> _What you need to do_
• 1. In the auditor-change filing, which firm did the company engage as its independent registered public accounting firm for the fiscal year ending December 31, 2012?
• 2. Please extend the auditor-change filing past its last sentence.

[[ Source extract, beginning ]]

1255 Crescent Green Drive, Suite 250, Cary, North Carolina   27518
_________________________________
(Address of principal executive offices)
  ___________
(Zip Code)
     
Registrant’s telephone number, including area code:   919-678-6611

Not Applicable
______________________________________________
Former name or former address, if changed since last report

 

Check the appropriate box below if the Form 8-K filing is intended to simultaneously satisfy the filing obligation of the registrant under any of the following provisions:

[  ]  Written communications pursuant to Rule 425 under the Securities Act (17 CFR 230.425)
[  ]  Soliciting material pursuant to Rule 14a-12 under the Exchange Act (17 CFR 240.14a-12)
[  ]  Pre-commencement communications pursuant to Rule 14d-2(b) under the Exchange Act (17 CFR 240.14d-2(b))
[  ]  Pre-commencement communications pursuant to Rule 13e-4(c) under the Exchange Act (17 CFR 240.13e-4(c))


Item 4.01 Changes in Registrant's Certifying Accountant.

Following a competitive process undertaken by the Audit Committee (the "Audit Committee") of the Board of Directors of Cornerstone Therapeutics Inc. (the "Company"), on March 21, 2012, the Company dismissed Grant Thornton LLP ("Grant Thornton") as the Company’s independent registered public accounting firm and engaged Ernst & Young LLP ("Ernst & Young") as its independent registered public accounting firm for the fiscal year ending December 31, 2012. The decision to dismiss Grant Thornton and engage Ernst & Young was made by the Audit Committee.

Grant Thornton’s report on the financial statements of the Company as of and for the fiscal years ended December 31, 2011 and 2010 did not contain an adverse opinion or a disclaimer of opinion, and was not qualified or modified as to uncertainty, audit scope, or accounting principles.

During the fiscal years ended December 31, 2011 and 2010, and through the date of Grant Thornton’s dismissal, there were no (i) disagreements between the Company and Grant Thornton on any matter of accounting principles or practices, financial statement disclosure, or auditing scope or procedure, which disagreements, if not resolved to the satisfaction of Grant Thornton, would have caused Grant Thornton to make a reference to the subject matter of the disagreements in connection with its report or (ii) "reportable events" as described in Item 304(a)(1)(v) of Regulation S-K.

[[ Source extract, end ]]
[[ Extracted information, beginning ]]

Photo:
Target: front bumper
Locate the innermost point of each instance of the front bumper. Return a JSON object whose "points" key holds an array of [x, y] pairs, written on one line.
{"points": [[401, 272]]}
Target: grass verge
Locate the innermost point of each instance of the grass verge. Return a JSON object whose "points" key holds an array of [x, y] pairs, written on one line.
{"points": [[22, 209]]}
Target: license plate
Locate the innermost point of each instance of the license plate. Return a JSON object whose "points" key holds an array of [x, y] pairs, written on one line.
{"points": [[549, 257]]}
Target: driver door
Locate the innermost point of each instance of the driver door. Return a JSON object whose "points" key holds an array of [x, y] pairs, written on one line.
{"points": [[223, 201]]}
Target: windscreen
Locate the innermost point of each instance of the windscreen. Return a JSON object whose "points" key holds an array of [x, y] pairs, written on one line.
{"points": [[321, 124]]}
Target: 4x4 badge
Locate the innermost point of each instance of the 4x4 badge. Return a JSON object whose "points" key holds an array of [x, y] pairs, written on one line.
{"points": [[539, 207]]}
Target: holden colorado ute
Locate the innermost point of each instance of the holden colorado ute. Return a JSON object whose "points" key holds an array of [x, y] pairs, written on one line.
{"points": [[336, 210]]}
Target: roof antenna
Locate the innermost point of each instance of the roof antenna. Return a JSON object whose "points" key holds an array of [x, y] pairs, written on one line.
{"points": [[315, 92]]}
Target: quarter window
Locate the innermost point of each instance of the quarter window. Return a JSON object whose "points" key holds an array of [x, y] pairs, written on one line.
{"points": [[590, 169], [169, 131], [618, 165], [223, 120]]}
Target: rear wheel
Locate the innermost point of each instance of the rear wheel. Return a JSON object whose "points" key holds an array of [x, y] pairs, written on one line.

[[ Extracted information, end ]]

> _Responses for each task_
• 1. Ernst & Young LLP

• 2.
During the fiscal years ended December 31, 2011 and 2010 and the subsequent interim period through the date of Ernst & Young’s engagement, the Company did not consult with Ernst & Young regarding (i) the application of accounting principles to a specified transaction, either completed or proposed, or the type of audit opinion that might be rendered on the Company’s financial statements, and Ernst & Young did not provide either a written report or oral advice to the Company that Ernst & Young concluded was an important factor considered by the Company in reaching a decision as to any accounting, auditing, or financial reporting issue or (ii) any matter that was either the subject of any "disagreement" (as described in Item 304(a)(1)(iv) of Regulation S-K) or a "reportable event" (as described in Item 304(a)(1)(v) of Regulation S-K).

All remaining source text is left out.